(Dataset items)
|---|

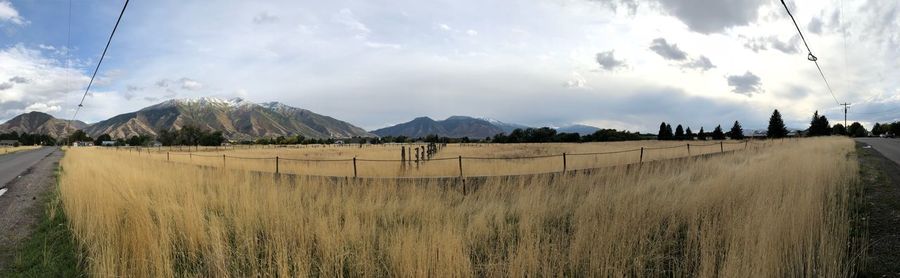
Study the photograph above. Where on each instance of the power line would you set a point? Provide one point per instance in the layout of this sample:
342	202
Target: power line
810	57
96	69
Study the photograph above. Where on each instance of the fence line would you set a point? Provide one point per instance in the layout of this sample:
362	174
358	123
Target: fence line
406	165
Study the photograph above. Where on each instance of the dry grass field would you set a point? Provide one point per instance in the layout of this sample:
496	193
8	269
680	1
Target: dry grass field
478	159
779	211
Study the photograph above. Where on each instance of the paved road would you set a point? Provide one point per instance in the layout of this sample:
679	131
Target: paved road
14	164
888	147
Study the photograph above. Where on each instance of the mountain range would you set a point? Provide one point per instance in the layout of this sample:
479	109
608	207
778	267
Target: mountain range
239	119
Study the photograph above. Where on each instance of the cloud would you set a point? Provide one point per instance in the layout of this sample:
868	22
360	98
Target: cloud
607	60
8	13
702	63
264	17
346	18
712	16
765	43
815	25
190	84
667	51
746	84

|---|

STATED TASK - Reproduce all of the data above word for word, but leave out the pictures.

TASK RESPONSE -
Study the photograph above. Where on each instance of the power line would you set a point? Provide one point per instance in the layout of this sample:
342	202
Target: power line
810	57
96	69
Study the photograph above. Where on each instance of the fence line would you set a point? Provide one point per instance in the layout of this sample:
362	174
358	123
Target: fence line
406	165
Study the photograph above. Where on each instance of the dry grass field would you set a point? Provide one point per instance in the layout of this sample:
496	193
8	269
680	1
Target: dry grass field
478	159
779	211
Study the photograph above. Where on each instance of the paved road would you set a point? Provide one point per instance in the layout of this sample:
679	131
Target: paved road
14	164
888	147
Study the photograph above. Where on each instance of the mountain range would you set a point? Provide one point per instance in the layout of this sample:
479	109
608	207
778	267
Target: mountain range
239	119
Study the photograph above. Where on each instance of the cloud would you set a point? Provide one point per instance in the layout of this sample:
868	22
360	98
Target: cloud
607	60
8	13
702	63
264	17
346	18
712	16
765	43
815	25
190	84
667	51
746	84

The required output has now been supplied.